Sex And Stigma: Stories Of Everyday Life In Nevada’s Legal Brothels
Authors: Sarah Jane Blithe, Anna Wiederhold Wolfe, and Breanna Mohr
Publisher: New York: New York University Press, 2019. 320p.
Reviewer: Steven Block | September 2020
Less than one-tenth of one percent of the 330 million people that live in the United States reside in a county that allows any form of legalized prostitution. The 21 brothels that currently operate are located in rural Nevada towns far removed from populated tourist destinations like Reno and Las Vegas. For a long time, these brothels have maintained a secretive existence away from the general public and academic researchers. Journalists and researchers were rarely allowed access, and fundamental questions that needed to be asked to properly assess the effect of the regulatory policies in the state went unanswered. In recent years, however, the public has had more exposure to the brothels through an HBO television series and multiple high-profile events, while academic research has also increased with published studies from public health, sociological, and criminological perspectives.
Sex and Stigma: Stories of Everyday Life in Nevada’s Legal Brothels by Sarah Jane Blithe, Anna Wiederhold Wolfe, and Breanna Mohr adds to the growing literature base through an approach derived from the field of communications. The authors explore life during and after brothel prostitution, through the women who have worked in the country’s only legalized brothels.

Dataset records -

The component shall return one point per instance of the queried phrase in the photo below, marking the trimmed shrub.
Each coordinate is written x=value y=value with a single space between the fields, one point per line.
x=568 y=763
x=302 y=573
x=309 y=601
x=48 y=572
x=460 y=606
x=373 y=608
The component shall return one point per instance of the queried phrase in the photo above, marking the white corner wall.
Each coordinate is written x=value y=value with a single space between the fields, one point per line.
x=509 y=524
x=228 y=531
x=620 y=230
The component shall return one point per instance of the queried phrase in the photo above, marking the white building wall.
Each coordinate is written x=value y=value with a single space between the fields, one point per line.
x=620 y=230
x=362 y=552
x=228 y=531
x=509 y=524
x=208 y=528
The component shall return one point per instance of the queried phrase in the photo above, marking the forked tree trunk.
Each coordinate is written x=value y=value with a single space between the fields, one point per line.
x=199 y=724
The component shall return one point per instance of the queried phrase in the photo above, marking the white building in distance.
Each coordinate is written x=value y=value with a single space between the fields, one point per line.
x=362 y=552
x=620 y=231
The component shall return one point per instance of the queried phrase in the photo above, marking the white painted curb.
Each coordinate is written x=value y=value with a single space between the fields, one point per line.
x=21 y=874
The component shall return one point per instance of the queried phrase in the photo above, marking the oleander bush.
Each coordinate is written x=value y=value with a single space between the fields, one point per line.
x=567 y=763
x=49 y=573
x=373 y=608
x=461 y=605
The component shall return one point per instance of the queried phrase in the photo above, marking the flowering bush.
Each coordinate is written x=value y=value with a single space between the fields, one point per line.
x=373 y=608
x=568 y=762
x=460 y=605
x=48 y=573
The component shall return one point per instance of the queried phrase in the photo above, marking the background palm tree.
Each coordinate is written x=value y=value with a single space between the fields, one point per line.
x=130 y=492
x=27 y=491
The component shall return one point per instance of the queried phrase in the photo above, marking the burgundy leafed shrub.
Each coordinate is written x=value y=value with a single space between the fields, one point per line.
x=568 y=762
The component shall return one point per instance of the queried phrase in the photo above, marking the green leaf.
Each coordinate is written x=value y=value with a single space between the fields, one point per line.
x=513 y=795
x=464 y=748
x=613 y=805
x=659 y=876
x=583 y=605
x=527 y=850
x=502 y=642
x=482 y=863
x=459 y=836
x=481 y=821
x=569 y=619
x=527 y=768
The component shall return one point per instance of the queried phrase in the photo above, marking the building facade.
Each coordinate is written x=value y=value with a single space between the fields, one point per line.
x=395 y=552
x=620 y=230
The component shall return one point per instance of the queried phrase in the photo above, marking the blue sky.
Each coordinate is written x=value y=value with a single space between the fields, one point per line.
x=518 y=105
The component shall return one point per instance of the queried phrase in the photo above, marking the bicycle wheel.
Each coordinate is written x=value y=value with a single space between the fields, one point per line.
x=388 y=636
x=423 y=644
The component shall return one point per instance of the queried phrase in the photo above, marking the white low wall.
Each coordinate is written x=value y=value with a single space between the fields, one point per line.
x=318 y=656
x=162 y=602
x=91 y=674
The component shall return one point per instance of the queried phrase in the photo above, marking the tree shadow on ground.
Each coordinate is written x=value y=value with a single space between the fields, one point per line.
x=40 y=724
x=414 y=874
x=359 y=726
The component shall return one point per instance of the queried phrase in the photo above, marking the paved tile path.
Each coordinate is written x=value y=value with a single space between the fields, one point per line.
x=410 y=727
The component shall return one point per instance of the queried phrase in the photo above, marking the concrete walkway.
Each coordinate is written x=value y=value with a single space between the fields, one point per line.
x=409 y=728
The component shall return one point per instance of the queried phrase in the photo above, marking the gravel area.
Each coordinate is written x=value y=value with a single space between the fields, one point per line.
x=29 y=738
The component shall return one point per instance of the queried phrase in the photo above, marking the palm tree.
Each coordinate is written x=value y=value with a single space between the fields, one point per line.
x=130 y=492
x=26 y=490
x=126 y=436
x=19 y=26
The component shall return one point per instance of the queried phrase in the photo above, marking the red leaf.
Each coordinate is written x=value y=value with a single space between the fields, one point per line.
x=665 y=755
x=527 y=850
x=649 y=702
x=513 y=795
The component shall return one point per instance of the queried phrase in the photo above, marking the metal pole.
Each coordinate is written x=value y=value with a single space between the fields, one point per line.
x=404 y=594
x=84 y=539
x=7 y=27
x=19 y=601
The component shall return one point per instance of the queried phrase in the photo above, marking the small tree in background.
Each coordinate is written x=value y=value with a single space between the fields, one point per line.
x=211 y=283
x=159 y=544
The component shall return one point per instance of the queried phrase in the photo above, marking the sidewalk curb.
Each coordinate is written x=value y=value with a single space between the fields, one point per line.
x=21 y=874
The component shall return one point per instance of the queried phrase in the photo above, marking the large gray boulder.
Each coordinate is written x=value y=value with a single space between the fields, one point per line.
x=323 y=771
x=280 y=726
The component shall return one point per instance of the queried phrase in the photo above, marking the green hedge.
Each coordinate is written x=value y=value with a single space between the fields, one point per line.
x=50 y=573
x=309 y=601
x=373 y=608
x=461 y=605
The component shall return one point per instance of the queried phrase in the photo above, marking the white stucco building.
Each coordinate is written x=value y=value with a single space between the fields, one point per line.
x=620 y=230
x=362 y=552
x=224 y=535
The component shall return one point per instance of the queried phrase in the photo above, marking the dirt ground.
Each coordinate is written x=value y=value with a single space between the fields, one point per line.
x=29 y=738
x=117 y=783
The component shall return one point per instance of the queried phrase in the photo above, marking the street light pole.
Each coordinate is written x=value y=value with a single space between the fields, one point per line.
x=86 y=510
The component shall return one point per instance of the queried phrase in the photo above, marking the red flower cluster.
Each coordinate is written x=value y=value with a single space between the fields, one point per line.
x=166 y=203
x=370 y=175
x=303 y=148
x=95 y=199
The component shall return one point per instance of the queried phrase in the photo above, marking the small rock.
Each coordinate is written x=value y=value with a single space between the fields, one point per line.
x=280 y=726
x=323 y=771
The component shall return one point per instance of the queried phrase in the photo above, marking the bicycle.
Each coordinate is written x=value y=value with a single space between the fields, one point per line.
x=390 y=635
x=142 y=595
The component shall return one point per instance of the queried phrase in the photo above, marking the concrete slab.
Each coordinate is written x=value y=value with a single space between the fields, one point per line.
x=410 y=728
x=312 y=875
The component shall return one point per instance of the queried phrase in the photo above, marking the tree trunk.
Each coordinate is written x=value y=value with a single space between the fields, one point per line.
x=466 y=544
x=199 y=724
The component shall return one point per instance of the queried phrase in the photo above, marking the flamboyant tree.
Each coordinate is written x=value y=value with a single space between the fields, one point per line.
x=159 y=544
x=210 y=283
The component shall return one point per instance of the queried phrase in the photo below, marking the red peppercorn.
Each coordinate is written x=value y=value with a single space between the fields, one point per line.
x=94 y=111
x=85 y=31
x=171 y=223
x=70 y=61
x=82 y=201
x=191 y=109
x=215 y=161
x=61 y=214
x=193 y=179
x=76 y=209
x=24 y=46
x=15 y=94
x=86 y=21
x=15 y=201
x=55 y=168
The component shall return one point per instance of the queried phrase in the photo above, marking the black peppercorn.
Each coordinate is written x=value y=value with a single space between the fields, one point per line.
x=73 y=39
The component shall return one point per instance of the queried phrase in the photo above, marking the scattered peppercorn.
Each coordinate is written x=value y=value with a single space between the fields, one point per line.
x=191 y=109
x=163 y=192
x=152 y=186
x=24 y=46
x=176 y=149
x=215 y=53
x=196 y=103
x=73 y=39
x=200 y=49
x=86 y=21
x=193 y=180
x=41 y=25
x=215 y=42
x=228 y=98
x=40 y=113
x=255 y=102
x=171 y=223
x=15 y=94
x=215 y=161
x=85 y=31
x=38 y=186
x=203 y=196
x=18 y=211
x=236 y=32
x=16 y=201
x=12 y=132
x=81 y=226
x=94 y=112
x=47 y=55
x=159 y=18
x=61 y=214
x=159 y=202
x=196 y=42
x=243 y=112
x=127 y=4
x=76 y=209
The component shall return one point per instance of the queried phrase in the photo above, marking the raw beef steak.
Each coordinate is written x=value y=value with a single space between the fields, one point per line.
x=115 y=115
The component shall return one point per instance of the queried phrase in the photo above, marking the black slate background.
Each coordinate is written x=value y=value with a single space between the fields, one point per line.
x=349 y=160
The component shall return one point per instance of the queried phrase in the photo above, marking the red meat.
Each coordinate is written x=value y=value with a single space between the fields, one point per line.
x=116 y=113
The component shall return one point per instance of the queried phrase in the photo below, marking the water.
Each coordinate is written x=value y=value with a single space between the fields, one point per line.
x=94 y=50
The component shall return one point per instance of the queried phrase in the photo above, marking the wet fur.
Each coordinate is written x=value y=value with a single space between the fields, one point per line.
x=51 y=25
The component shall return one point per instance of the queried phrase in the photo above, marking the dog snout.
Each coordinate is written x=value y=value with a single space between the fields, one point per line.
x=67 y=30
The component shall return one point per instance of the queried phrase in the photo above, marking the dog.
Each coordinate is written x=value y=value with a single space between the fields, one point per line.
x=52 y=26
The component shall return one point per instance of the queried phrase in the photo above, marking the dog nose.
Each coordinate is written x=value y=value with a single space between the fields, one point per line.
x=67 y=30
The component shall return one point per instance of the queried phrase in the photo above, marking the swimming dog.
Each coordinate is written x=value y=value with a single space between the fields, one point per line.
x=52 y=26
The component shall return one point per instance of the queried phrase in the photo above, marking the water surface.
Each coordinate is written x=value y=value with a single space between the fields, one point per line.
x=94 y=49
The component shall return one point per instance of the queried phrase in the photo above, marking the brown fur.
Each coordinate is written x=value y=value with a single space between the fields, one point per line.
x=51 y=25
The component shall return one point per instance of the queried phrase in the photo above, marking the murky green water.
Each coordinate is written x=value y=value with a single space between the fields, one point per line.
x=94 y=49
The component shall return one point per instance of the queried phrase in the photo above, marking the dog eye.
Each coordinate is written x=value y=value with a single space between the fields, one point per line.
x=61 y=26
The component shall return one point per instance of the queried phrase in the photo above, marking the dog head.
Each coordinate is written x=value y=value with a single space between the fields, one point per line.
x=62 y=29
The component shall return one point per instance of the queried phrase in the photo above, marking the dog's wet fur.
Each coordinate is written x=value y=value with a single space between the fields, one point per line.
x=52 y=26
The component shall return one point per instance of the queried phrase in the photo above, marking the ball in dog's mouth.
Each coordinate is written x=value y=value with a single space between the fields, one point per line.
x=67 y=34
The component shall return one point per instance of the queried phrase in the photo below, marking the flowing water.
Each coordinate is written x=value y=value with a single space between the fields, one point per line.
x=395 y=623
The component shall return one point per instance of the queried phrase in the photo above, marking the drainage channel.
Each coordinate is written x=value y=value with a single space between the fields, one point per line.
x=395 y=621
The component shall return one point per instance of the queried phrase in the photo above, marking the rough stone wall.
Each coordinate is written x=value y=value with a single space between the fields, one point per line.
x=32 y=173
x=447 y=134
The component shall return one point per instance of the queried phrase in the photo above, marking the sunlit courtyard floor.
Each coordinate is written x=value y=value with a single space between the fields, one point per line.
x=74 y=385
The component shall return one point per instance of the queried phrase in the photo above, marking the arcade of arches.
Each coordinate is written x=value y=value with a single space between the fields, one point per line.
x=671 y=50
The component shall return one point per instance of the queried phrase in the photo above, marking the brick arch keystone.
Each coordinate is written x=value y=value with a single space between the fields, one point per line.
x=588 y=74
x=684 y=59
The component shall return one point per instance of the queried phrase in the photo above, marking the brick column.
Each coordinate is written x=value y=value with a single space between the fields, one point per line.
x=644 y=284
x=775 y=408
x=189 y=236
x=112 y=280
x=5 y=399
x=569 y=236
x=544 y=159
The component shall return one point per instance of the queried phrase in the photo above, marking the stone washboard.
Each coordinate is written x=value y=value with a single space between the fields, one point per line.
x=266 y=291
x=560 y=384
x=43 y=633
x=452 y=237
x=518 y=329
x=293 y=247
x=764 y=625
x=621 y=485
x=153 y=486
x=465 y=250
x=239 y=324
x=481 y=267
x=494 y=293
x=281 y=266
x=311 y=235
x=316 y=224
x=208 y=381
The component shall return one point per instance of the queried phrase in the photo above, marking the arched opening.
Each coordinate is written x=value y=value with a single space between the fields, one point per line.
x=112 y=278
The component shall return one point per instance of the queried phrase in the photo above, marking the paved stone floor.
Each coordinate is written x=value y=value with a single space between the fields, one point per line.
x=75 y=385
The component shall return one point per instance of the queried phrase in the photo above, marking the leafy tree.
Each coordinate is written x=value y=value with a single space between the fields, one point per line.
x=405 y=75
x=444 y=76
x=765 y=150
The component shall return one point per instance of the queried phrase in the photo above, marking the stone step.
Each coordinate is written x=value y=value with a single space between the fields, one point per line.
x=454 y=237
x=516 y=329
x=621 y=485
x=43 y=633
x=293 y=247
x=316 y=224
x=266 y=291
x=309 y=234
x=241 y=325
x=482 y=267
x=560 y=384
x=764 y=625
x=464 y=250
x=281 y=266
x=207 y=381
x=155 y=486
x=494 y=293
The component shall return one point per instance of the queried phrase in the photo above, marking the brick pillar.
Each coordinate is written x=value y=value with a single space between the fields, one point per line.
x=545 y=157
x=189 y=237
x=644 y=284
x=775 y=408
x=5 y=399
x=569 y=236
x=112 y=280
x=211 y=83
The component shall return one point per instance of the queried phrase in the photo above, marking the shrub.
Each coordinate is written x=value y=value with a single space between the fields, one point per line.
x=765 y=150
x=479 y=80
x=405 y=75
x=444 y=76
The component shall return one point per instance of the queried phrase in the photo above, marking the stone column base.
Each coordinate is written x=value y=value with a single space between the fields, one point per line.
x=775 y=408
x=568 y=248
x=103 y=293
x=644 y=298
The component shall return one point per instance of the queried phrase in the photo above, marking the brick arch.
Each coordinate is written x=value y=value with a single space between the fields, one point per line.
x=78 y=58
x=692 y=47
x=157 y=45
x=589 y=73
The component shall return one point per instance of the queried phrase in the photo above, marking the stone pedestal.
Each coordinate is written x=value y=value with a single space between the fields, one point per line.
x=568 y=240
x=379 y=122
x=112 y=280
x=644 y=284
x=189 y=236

Things to do -
a - Edit the records from their first line through the line holding "x=208 y=528", inclusive, replacing "component" with "module" and leaving everything else unchanged. Return only those lines.
b - Pick up the book review of Sex and Stigma after its final sentence and continue writing it.
The review and the records come from unrelated sources.

Responses to the tasks -
a -
The module shall return one point per instance of the queried phrase in the photo below, marking the trimmed shrub.
Each coordinate is written x=value y=value with a single space between the fields, one point per line.
x=568 y=763
x=302 y=573
x=309 y=601
x=48 y=572
x=460 y=606
x=373 y=608
The module shall return one point per instance of the queried phrase in the photo above, marking the white corner wall.
Each coordinate is written x=value y=value with a single space between the fields, one point per line.
x=509 y=524
x=228 y=531
x=620 y=230
The module shall return one point per instance of the queried phrase in the photo above, marking the white building wall.
Each coordinate is written x=value y=value with a single space between the fields, one point per line.
x=620 y=230
x=362 y=552
x=228 y=531
x=509 y=524
x=208 y=528

b -
Readers are drawn into the book in the preface with an interesting story about how the three researchers developed the idea to examine prostitution in this setting. The most noteworthy aspect of this story is that one of the three authors of the book, unbeknown to the other authors initially, had been a sex worker in brothels for several years while also pursuing a graduate degree for part of that time. Readers will recognize that her first-hand knowledge and access to research subjects allow the book to explore sensitive topics. Understandably, Ms. Mohr was hesitant, at first, to reveal her work history to professors, classmates, and, eventually, readers.
The authors divide the book into an introduction and three parts that feature a total of nine chapters. The introduction and first part of the book offer readers insight into the history of brothels in the state, ideological perspectives on prostitution, and the theoretical approach of the book. For students and scholars well versed in brothel history, some portions on the background of the brothels may only serve as a review. The authors do, however, provide an excellent analysis of the controversial lockdown policies that appear to provide a degree of confusion for even those who work there. For scholars from other disciplines, the explanation of the theoretical framework and related research on “dirty work” is necessary and informative.
The second part of the book provides first-hand accounts of brothel life. In these chapters, the third author (Chapter 4) and five former brothel workers (Chapter 5) are provided latitude to discuss their complex experiences as legalized sex workers. Chapter 6 specifically focuses on how former workers find their seemingly transferrable job skills to be outweighed by the stigma associated with their previous employment. Both former and current sex workers are quoted to illuminate the authors’ themes in this chapter.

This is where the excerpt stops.